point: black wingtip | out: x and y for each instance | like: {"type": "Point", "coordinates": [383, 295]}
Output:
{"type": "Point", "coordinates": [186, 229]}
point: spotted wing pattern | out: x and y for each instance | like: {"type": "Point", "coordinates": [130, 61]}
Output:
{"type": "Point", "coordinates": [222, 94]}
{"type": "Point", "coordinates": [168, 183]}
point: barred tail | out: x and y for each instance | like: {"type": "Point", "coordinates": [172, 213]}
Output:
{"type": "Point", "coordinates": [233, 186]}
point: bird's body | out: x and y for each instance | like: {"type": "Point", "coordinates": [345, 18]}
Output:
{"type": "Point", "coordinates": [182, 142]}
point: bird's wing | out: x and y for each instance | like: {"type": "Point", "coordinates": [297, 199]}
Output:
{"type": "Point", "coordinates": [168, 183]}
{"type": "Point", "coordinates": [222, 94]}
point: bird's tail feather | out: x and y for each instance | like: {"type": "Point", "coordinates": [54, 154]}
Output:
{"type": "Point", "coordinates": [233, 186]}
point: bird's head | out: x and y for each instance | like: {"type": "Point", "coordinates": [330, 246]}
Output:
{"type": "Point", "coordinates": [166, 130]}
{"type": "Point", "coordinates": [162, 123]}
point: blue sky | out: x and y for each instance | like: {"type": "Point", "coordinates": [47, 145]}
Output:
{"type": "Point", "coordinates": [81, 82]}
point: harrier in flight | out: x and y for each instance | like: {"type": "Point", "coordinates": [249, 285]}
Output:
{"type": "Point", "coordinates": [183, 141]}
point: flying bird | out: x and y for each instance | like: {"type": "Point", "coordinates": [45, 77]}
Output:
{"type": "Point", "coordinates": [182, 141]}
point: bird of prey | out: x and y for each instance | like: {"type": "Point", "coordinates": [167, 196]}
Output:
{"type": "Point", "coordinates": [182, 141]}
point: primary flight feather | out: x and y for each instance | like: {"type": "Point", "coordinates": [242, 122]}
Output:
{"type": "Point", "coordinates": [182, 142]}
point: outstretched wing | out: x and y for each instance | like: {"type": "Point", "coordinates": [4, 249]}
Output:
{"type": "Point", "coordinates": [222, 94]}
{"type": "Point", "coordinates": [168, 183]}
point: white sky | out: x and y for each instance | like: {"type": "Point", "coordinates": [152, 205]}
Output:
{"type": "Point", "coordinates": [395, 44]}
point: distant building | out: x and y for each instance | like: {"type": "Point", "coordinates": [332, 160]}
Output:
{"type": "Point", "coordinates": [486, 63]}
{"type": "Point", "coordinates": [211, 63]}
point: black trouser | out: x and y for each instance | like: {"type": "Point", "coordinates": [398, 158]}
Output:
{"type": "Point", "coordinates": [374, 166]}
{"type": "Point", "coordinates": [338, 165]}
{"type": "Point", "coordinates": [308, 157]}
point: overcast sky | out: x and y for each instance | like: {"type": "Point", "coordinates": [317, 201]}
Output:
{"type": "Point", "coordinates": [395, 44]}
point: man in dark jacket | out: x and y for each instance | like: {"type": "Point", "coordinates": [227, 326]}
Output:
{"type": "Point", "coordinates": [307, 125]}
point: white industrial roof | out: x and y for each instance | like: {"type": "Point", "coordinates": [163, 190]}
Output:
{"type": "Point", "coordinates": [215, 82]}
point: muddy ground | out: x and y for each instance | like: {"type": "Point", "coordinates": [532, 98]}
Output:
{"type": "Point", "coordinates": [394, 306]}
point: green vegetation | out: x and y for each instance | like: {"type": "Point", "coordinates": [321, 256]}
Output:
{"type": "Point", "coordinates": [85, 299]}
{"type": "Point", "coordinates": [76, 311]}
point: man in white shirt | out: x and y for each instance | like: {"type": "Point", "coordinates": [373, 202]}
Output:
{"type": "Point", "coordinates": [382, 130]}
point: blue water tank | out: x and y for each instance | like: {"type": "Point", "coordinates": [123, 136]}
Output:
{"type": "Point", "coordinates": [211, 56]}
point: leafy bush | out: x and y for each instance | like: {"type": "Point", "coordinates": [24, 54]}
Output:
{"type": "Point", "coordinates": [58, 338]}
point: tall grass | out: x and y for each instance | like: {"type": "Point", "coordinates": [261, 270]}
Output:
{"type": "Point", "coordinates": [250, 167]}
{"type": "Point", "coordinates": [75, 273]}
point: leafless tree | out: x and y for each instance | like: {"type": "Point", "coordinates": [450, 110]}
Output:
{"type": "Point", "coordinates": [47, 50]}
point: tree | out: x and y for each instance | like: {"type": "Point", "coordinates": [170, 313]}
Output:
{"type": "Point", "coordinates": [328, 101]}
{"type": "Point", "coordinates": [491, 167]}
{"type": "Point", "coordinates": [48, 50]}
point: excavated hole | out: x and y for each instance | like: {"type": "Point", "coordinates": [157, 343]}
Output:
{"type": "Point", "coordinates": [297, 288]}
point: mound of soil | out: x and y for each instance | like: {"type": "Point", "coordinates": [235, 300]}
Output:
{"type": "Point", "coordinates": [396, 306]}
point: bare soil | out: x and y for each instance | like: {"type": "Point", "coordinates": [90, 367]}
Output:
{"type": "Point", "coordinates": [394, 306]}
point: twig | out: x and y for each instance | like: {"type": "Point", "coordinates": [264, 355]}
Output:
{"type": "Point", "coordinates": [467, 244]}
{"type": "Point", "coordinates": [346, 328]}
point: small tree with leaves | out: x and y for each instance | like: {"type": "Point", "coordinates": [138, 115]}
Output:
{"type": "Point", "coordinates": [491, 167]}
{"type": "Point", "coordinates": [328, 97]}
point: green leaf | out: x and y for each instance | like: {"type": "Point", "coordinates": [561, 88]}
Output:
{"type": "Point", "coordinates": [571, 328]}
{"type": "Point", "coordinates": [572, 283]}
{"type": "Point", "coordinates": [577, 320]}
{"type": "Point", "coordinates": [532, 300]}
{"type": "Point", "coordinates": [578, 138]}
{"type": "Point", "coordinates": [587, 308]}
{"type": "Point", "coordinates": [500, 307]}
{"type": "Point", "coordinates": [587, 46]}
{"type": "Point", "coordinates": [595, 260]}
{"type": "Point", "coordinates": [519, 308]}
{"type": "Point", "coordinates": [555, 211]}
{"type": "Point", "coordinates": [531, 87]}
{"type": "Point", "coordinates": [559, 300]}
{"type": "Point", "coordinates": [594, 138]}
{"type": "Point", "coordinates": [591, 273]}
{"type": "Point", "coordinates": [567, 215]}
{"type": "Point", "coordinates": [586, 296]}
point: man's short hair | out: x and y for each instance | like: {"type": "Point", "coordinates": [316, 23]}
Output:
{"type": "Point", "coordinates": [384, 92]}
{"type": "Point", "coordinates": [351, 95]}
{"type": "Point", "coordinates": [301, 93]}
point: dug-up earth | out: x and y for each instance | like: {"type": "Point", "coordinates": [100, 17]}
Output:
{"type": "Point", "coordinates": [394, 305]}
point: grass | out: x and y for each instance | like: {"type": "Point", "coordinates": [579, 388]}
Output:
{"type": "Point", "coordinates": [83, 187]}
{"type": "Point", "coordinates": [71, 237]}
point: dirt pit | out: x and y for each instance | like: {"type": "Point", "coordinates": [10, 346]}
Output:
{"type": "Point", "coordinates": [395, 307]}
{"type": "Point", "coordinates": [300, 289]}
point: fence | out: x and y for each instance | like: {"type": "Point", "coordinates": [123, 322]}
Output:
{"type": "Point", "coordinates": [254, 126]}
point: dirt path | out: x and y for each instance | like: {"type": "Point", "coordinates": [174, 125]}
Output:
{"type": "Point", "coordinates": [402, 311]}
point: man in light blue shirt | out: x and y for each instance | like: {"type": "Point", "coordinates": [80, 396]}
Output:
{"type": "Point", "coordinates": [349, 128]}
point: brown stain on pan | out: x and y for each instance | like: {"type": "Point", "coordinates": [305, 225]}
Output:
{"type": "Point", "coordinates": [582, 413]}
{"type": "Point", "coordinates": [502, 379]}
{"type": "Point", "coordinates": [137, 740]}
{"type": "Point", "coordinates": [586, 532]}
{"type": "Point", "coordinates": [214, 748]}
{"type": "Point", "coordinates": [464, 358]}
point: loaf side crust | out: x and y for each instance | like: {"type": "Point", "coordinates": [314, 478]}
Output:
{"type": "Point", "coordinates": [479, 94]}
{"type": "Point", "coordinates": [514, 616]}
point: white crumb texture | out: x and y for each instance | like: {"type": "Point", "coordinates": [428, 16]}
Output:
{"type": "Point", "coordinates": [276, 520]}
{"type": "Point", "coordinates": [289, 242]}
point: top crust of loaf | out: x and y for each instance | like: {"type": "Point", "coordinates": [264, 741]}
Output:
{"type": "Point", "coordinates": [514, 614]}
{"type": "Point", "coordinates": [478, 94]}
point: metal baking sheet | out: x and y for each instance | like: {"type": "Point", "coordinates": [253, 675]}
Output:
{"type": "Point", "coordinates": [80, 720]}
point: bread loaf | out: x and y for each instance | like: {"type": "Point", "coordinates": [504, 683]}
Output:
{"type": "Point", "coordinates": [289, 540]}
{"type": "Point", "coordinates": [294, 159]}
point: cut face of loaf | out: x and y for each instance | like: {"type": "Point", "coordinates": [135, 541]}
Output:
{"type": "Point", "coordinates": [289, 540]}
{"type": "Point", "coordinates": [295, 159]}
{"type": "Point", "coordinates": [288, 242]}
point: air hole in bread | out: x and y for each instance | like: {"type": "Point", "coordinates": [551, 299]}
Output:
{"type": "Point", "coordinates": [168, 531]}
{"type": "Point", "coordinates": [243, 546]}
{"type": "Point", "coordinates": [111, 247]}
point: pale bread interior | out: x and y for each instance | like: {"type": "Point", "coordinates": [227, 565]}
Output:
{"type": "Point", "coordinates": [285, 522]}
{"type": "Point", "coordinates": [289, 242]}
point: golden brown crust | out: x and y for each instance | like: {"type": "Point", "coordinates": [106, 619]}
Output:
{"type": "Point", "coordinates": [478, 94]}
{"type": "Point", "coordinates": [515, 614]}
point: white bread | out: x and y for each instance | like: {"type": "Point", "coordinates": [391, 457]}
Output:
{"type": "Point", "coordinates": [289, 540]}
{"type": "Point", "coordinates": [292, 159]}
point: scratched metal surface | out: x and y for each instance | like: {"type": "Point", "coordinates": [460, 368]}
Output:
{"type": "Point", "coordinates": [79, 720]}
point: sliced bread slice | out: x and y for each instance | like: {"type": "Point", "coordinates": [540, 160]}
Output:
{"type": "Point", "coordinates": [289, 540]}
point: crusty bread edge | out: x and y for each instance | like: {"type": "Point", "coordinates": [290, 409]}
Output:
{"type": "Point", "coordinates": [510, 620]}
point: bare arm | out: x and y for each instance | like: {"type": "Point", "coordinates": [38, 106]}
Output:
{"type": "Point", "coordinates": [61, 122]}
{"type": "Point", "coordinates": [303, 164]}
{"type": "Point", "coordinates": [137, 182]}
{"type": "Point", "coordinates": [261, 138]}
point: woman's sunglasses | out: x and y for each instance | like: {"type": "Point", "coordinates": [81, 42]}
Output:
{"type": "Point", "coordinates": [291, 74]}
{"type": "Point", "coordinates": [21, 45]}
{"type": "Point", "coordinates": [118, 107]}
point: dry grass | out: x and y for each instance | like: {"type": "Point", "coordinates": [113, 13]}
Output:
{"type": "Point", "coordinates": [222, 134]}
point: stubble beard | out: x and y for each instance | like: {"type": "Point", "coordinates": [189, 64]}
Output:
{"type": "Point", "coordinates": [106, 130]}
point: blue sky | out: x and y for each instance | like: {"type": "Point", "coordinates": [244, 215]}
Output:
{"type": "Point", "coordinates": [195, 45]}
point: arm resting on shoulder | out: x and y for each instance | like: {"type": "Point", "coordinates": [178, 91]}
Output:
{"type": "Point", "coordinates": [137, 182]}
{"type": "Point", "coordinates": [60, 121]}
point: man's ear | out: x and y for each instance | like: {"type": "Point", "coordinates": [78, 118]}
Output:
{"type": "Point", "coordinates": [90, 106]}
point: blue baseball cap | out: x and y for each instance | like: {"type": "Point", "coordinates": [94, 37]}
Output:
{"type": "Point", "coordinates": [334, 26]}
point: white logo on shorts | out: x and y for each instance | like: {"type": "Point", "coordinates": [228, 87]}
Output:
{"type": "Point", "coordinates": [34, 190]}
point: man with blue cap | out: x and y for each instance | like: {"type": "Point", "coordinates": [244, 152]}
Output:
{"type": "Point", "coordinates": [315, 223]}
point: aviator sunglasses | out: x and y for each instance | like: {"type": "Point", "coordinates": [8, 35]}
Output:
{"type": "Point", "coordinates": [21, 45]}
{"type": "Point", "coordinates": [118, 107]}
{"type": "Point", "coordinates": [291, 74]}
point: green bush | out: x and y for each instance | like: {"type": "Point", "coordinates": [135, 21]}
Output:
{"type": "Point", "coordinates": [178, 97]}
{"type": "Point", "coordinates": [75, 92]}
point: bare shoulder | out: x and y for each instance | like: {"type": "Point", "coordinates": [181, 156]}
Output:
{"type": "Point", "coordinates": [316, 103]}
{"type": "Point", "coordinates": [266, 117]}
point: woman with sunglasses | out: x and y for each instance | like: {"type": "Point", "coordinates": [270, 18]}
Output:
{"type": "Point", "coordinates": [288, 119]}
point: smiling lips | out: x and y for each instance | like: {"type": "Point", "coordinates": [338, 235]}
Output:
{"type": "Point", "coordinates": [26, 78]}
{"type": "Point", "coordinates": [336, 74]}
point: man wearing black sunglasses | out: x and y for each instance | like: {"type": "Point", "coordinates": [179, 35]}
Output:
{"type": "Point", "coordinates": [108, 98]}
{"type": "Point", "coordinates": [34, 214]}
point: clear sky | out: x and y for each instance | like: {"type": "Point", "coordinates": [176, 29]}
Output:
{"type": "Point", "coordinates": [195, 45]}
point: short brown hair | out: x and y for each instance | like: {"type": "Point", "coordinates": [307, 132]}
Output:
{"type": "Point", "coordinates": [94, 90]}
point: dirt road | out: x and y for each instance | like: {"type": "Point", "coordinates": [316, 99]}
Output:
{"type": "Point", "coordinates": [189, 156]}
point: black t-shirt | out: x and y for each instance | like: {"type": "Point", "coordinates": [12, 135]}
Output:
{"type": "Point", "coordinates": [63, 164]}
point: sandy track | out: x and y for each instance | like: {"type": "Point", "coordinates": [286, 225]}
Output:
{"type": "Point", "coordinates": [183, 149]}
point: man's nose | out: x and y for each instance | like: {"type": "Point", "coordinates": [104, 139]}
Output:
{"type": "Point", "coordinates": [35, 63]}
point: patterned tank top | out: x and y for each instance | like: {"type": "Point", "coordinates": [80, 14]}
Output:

· · ·

STATED GOAL: Reproduce exactly the lines from the one containing "point: dirt road" through the last line of the records above, including both, and nothing else.

SOLUTION TO THIS EXERCISE:
point: dirt road | out: x and y for each instance | like: {"type": "Point", "coordinates": [316, 99]}
Output:
{"type": "Point", "coordinates": [189, 156]}
point: black t-shirt | out: x and y for each instance | like: {"type": "Point", "coordinates": [12, 135]}
Output:
{"type": "Point", "coordinates": [63, 164]}
point: sandy track | out: x and y for each instance | like: {"type": "Point", "coordinates": [286, 225]}
Output:
{"type": "Point", "coordinates": [183, 149]}
point: man's nose | out: x and y for each instance | like: {"type": "Point", "coordinates": [104, 139]}
Output:
{"type": "Point", "coordinates": [35, 63]}
point: patterned tank top | out: x and y for each instance | like: {"type": "Point", "coordinates": [80, 14]}
Output:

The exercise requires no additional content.